### INFORMATION GIVEN:
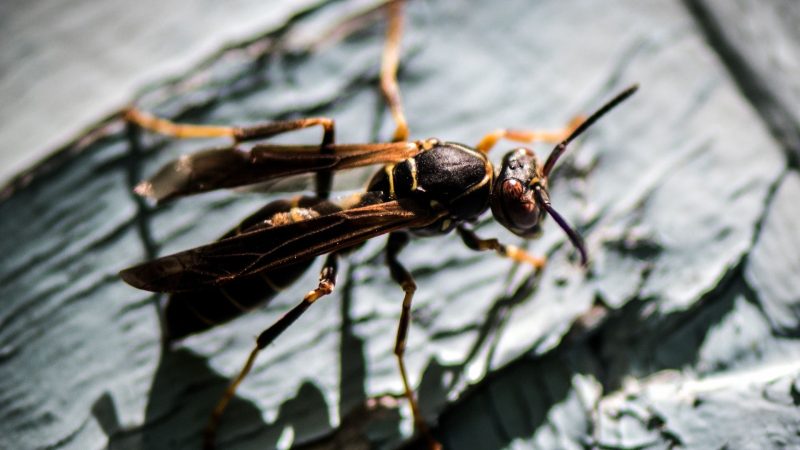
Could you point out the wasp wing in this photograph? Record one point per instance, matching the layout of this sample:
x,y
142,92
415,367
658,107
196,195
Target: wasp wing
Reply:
x,y
233,167
267,248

### TO DO:
Please recast every line of the records above as a Markdown table with the columns Row and Text, numbering the rows and skipping blank lines. Leave the pictures out of the table.

### OUTPUT:
| Row | Text |
|---|---|
| 1 | Could you point out the wasp wing in this photograph? Record one point per instance, matching the layout of this sample: |
| 2 | x,y |
| 3 | 142,92 |
| 4 | 415,367 |
| 5 | 658,107 |
| 6 | 196,195 |
| 7 | Target: wasp wing |
| 8 | Reply: |
| 9 | x,y |
| 10 | 233,167 |
| 11 | 267,248 |